All records below must be retyped exactly.

[A block of data]
/---

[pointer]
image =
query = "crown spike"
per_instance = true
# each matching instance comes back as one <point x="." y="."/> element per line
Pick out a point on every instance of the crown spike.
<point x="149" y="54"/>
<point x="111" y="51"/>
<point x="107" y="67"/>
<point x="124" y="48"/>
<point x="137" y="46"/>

\---

Correct answer>
[pointer]
image =
query = "crown spike"
per_instance = true
# each matching instance comes back as one <point x="." y="."/> element per line
Pick out a point on every instance of the crown spike.
<point x="149" y="54"/>
<point x="111" y="51"/>
<point x="107" y="67"/>
<point x="124" y="48"/>
<point x="137" y="46"/>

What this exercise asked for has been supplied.